Photo: STEFAN BOHRER
RMS_Portrait_AUTOR_293.JPG
Jean-Claude Raemy

Pour Roche et Novartis, l'enjeu est de taille: leur prospérité dépend fortement du marché américain. Le premier, par exemple, réalise 52% de son chiffre d'affaires aux Etats-Unis.

Mais Les deux géants pourraient être confrontés à une pilule amère sous la présidence de Donald Trump. Pour son ministère de la Santé, le président américain prévoit un nouveau chef controversé: Robert F. Kennedy, un fervent opposant à la vaccination, qui veut complètement remanier son ministère.

Les patrons restent confiants

Les grands chefs de l'industrie helvétique restent toutefois confiants. Le CEO de Novartis Vasant Narasimhan, lui-même américain, veut d'abord attendre de voir comment le ministère de la Santé sera transformé avant de spéculer sur les conséquences possibles du gouvernement Trump sur l'activité pharmaceutique.

Il attend toutefois de la nouvelle administration qu'elle abolisse la «punition des pilules» que Joe Biden avait imposée. Ainsi, les prix des médicaments sous forme de pilules ou de gélules sont négociables neuf ans seulement après leur autorisation. Vasant Narasimhan souhaite en revanche un report de 13 ans.

«
La manière dont le gouvernement fixe les prix des médicaments est actuellement une boîte noire
Vasant Narasimhan, CEO de Novartis
»

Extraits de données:
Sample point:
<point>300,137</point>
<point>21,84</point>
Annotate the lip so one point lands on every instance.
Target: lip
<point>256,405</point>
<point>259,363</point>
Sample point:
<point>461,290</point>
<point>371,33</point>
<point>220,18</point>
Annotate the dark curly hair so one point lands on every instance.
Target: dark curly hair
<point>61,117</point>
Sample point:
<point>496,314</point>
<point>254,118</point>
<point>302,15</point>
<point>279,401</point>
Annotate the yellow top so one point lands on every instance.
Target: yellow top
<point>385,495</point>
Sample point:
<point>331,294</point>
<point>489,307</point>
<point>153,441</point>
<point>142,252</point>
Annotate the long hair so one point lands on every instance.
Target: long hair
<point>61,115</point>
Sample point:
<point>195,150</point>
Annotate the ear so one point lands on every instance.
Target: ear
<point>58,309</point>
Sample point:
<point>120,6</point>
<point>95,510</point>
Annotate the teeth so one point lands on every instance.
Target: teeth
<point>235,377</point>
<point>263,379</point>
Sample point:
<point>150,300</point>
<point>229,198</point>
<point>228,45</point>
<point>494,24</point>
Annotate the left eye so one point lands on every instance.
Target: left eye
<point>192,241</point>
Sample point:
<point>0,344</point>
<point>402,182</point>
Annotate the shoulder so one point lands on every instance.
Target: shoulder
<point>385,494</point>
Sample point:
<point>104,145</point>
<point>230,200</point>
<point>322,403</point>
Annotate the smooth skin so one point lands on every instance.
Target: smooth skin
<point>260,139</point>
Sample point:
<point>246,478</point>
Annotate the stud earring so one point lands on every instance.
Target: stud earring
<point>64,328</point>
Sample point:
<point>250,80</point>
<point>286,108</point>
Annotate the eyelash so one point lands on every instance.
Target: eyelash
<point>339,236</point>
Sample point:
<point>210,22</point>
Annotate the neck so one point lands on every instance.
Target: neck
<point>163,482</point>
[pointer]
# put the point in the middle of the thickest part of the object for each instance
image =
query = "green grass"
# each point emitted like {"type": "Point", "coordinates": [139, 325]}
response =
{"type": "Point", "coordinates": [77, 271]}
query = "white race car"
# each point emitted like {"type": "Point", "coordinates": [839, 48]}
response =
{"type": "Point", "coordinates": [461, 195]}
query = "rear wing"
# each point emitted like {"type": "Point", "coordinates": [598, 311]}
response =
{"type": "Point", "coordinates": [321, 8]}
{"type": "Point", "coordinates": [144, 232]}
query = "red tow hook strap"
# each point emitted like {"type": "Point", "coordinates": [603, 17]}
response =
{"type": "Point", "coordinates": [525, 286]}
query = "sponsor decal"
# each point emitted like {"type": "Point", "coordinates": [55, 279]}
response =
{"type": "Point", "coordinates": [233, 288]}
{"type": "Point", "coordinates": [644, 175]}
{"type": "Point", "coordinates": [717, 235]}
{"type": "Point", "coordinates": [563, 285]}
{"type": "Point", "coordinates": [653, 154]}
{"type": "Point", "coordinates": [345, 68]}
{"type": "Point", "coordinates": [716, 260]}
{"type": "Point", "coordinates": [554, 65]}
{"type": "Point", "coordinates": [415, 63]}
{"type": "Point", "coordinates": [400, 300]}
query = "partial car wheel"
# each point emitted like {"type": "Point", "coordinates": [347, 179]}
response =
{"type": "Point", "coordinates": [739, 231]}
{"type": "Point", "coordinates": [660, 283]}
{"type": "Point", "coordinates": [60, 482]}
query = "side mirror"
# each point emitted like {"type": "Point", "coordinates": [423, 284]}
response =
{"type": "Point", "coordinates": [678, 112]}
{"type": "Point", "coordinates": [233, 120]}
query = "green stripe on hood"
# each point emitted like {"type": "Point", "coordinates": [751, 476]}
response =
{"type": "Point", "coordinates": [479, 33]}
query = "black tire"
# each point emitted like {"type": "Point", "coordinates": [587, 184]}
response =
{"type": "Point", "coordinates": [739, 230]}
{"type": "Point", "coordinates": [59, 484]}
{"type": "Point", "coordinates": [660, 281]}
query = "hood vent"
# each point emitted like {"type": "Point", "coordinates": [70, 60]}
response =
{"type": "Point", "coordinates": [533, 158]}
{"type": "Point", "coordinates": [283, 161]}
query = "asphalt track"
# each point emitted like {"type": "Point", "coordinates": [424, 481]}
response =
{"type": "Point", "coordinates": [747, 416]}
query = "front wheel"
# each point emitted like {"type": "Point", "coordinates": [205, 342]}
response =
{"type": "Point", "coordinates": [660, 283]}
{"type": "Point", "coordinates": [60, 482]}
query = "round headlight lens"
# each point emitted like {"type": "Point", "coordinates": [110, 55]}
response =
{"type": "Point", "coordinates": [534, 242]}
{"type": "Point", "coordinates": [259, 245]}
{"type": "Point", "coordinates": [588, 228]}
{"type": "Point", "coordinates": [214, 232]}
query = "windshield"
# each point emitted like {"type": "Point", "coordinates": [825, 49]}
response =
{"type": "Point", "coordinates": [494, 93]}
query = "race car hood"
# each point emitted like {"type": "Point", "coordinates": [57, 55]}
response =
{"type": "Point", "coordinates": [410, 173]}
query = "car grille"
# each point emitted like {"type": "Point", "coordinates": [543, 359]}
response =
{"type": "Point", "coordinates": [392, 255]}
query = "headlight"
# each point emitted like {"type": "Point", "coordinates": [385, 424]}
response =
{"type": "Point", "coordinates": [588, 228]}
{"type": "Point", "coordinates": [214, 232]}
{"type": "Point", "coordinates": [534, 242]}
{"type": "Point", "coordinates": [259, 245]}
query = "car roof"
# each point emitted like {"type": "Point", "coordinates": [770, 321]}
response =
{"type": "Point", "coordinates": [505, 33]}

§ CONSIGNE 1:
Répondez à ces questions sur l'article sur Roche et Novartis :
(a) Quelle part de son chiffre d'affaires Roche réalise-t-elle aux États-Unis ?
(b) Qui le président américain prévoit-il de placer à la tête de son ministère de la Santé ?
(c) Combien d'années après leur autorisation les prix des médicaments sous forme de pilules ou de gélules sont-ils négociables selon la règle imposée par Joe Biden ?
§ CONSIGNE 2:
Poursuivez l'article sur Roche et Novartis après la citation de Vasant Narasimhan qui le clôt.
Ces données n'ont aucun lien avec l'article sur Roche et Novartis.

§ RÉPONSE RÉDIGÉE 1:
(a) Roche réalise 52 % de son chiffre d'affaires aux États-Unis.
(b) Il prévoit d'y placer Robert F. Kennedy.
(c) Ces prix sont négociables neuf ans après l'autorisation des médicaments.

§ RÉPONSE RÉDIGÉE 2:
«La manière dont le gouvernement fixe les prix des médicaments est actuellement une boîte noire», dit-il. Il n'a pas encore rencontré de hauts représentants du gouvernement américain mais affirme qu'il existe un consensus parmi les républicains et les démocrates selon lequel la décision Biden doit être révisée.

De son côté, le patron de Roche, Thomas Schinecker, fait remarquer que Trump est «soucieux de la croissance économique de son pays» et que le secteur pharmaceutique reste très important pour cela. De plus, Trump aurait travaillé en étroite collaboration avec le secteur lors de son premier mandat. Entre les lignes, il apparaît clairement que les deux patrons n'ont pas encore passé de nuits blanches à cause des menaces de Trump.

Dans le sens de l'industrie

Jusqu'à présent, les mesures prises par l'administration Trump vont de toute façon dans le sens de Big Pharma. L'une des premières actions de Trump a été de révoquer le décret 14087 de son prédécesseur, qui visait à réduire le coût des médicaments sur ordonnance pour les bénéficiaires de Medicare et Medicaid. Il s'agit de deux importants programmes d'assurance santé américains: Medicare profite aux personnes âgées, Medicaid aux citoyens américains à faibles revenus.

Cela confirme l'impression de Vasant Narasimhan: l'administration Trump s'éloigne des réformes agressives des prix des médicaments et privilégie une approche plutôt favorable à l'industrie, qui entraîne sans doute des coûts plus élevés pour les consommateurs, mais obtient aussi des bénéfices plus importants pour les entreprises pharmaceutiques.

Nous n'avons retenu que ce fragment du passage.